-- Opening Marker --
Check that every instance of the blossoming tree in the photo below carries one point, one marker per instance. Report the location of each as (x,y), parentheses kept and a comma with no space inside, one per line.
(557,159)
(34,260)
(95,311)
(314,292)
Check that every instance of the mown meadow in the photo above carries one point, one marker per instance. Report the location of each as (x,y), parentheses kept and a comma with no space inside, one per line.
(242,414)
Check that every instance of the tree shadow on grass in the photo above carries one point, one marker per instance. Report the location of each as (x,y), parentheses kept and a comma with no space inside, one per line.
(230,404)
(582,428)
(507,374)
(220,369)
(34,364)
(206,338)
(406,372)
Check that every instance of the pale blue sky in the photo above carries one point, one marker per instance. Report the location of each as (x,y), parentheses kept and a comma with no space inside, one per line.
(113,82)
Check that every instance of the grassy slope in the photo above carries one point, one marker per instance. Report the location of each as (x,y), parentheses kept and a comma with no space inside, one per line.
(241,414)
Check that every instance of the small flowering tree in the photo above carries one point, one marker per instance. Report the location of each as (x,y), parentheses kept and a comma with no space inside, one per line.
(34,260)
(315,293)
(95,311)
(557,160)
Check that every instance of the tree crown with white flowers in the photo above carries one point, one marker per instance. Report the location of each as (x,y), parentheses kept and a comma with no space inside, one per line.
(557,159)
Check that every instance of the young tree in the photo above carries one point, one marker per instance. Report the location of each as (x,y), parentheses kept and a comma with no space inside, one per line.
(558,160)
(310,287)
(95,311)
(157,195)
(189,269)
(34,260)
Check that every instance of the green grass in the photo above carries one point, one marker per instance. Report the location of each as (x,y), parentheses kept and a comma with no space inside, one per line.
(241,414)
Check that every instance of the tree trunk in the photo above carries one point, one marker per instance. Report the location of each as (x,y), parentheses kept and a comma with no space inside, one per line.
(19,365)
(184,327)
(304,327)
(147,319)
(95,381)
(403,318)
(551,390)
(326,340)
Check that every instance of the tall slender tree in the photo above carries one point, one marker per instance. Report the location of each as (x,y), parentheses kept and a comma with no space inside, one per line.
-- Closing Marker --
» **TASK DIRECTIONS**
Each line of the listing has to be reproduced exactly.

» **TASK RESULT**
Check that every instance of the blossoming tree in the photo below carries one point, one marker per instance. Report the location of each as (x,y), parentheses kept and a comma with no space inside, one per line.
(557,159)
(34,260)
(95,311)
(314,292)
Check that every instance of the mown meadow in the photo above carries one point, one marker per instance. Report the location of each as (x,y), parentheses kept and a comma with no space inside, one per line.
(242,414)
Check that every instance of the tree shadow on grass in the photo above carries one point, one marker per instance. Report the location of each as (x,y), parentheses kept and a comma with no space inside, one per line.
(230,404)
(582,428)
(507,374)
(220,369)
(34,364)
(206,338)
(406,372)
Check that every instance of the pale blue sky in the photo above carries one point, one marker per instance. Report the location of each as (x,y), parentheses kept and a comma with no space inside, one per line.
(113,82)
Check that every instance of the grassy slope in the photo above carries one point, one marker per instance. Report the location of each as (x,y), parentheses kept and a comma with no space inside, one per line.
(241,414)
Check that every instance of the small flowering tree in the photo above carries one point, one marker per instance. Report the location of each as (x,y), parentheses kept and a comma with no space inside, one per line.
(34,260)
(315,293)
(95,311)
(557,160)
Check that every instance of the tree crown with white flowers in the photo above carries one point, one marker per instance. Report the location of each as (x,y), parentheses kept and a comma with no space inside, one per line.
(557,159)
Check that every instance of the young tree in the photo above carries one point, one marker per instance. Report the location of each as (x,y), parentheses kept and a comma with no space inside, one per line.
(558,160)
(310,287)
(95,311)
(157,195)
(189,269)
(34,260)
Check that every instance of the green grass in the photo above carries one point, one marker per instance. Report the location of each as (x,y), parentheses kept and a comma with no space inside, one per line.
(241,414)
Check that every instance of the tree trunk in the photo above carries one point, one marker per instance. Report the location of each as (x,y), parentheses kept and a comma with no space inside, one per line.
(19,365)
(184,327)
(304,327)
(147,319)
(95,381)
(403,318)
(551,390)
(326,340)
Check that every instance of the tall slender tree in the photo above carries one point, one marker per instance. Report the location of each as (x,y), parentheses kept and a comma with no space inside, one per line.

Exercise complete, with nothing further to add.